Provided text:
↓
Orson Scott Card, the Ender and Maker series.
Anne McCaffrey. Pern Novels

Terry Pratchett. Fancy. Discworld series. Funny fantasy. Where's my Cow, the Wyrd Sisters, The Color of Magic. One of his books started with: "In the beginning there was nothing, and then it exploded." That is also my idea of the Big Bang silliness.

Neil Gaiman. I just got through Smoke and Mirrors, Stardust, (movie) Fragile things and am reading Good Omens where he collaborated with Terry Pratchett. He wrote the screenplay for Beowulf, American Hero. A real trip, this guy.

Tom Robbins. I put him into the fantasy category, because I can't categorize him anywhere else. I love his stuff. Totally random but makes wonderful sense all together. Jitterbug Perfume, my favorite, the story of a 1000 year old man. Even Cowgirls Get the Blues (movie), Still Life with Woodpecker, Another Roadside Attraction. The others that followed weren't quite as good.
↑
Data excerpts:
↓
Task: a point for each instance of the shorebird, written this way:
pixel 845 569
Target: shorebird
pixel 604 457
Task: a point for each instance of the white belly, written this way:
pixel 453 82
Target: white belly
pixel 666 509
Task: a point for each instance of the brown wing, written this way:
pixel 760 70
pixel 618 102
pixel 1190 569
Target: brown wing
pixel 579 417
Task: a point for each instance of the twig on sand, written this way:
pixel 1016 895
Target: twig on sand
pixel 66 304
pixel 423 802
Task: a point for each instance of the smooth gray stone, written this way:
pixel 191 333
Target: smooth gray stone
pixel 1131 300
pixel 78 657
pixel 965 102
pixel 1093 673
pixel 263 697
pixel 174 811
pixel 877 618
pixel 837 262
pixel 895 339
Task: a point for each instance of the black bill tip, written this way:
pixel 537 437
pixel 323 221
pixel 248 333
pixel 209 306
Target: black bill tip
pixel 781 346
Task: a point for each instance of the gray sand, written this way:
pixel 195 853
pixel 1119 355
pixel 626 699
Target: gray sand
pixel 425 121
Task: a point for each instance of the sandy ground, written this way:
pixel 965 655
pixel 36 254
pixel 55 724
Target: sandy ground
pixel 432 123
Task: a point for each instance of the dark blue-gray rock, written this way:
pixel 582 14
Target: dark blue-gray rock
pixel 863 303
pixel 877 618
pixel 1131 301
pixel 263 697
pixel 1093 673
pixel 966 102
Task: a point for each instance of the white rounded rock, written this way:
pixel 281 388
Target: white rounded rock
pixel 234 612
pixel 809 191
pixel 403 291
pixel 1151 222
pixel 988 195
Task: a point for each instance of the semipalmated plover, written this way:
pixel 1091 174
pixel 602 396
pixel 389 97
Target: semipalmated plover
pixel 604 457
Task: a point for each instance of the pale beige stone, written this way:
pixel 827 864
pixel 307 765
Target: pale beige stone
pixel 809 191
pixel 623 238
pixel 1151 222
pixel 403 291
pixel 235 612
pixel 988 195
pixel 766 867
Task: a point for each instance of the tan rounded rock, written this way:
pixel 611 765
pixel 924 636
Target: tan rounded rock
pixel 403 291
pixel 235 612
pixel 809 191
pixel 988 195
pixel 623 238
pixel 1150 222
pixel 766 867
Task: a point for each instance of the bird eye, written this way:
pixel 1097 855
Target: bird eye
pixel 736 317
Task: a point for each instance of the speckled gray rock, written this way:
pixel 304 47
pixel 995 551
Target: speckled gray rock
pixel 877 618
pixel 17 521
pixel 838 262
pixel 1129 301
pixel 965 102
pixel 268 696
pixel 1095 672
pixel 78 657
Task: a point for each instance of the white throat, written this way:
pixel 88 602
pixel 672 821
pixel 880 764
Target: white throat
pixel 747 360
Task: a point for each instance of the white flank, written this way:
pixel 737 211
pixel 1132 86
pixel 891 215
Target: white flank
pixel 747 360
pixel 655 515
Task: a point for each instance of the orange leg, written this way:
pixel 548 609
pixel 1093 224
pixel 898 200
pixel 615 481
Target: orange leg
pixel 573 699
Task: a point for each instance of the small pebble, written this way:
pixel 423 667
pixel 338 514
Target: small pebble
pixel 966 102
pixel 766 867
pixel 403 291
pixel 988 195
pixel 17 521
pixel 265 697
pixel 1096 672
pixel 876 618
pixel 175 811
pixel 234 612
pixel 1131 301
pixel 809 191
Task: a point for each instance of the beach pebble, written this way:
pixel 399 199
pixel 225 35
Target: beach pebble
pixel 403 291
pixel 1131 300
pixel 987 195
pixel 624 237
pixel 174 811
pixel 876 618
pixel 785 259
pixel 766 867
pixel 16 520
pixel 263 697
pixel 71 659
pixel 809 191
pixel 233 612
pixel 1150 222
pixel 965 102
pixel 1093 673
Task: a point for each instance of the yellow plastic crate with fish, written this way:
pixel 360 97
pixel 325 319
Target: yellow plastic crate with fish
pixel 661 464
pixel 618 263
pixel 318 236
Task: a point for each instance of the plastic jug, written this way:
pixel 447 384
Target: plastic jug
↑
What to do:
1. Answer these questions from the reading list of fantasy authors.
(a) Which series is listed with Anne McCaffrey?
(b) Which book is the writer reading now?
(c) Which Tom Robbins book is called a favorite?
2. Write out the part of the reading list of fantasy authors that starts at "Terry Pratchett. Fancy." and ends at "Big Bang silliness.".
3. Resume the reading list of fantasy authors from the point where it stops.
The entries come from a different source than the reading list of fantasy authors.

Written responses:
1.
(a) The Pern novels.
(b) Good Omens.
(c) Jitterbug Perfume.

2.
Terry Pratchett. Fancy. Discworld series. Funny fantasy. Where's my Cow, the Wyrd Sisters, The Color of Magic. One of his books started with: "In the beginning there was nothing, and then it exploded." That is also my idea of the Big Bang silliness.

3.
Larry McMurty Omigod I could not believe the extent of this guy's work known for Lonesome Dove, the Last Picture Show, Terms of Endearment. I love his westerns---the Berryberry series of a wealthy aristocratic family on a several year jaunt into the american west in early 1800's, with their fine wine, servants and silver and outrageous standards---Sin Killer, Sorrow's River, The wandering Hill, The folly and the glory. Amazing prolific writer. I just finished Telegraph Days---hilarious story of an "Organized Woman," in the 1800's in the west during the days of Buffalo Bill, Wyatt Earp, etc. He said that General Sherman, who paid a visit to the town and met her, said "an organized woman is a fright to the mind." Meaning, a woman who knew her own mind and was independent and did what she wantd.

Jim Harrison. Legends of the fall, the Beast God Forgot to Invent, True North, A Woman Lit by Fireflies, get his book of short stories, Just Before Dark. Tough, intellectual, sensitive, funny and a wordsmith who holds you page by page. A gourmet hunter fisherman with his main subjects always right there to discuss, women, love, sex, food, hunting. Oh yes Brown Dog can't be missed.

Gregory MaGuire. Wicked--life and times of the Wicked Witch of the West.
Ursula LeGuin. Earthsea Trilogy
Agathy Christie--anything by her--specially the Hercule Poirot series.

Louis Lamour. I read every one of his books, the hayburner westerns as well as other real classics--The Walking Drum, 1700's adventures of a son's quest to rescue his father from Arab Kidnappers . Sitka, about Alaska. The Sackett series start with a man in Ireland falsely charged with a crime and he makes his way to America. The Hanuted Mesa is a great one also.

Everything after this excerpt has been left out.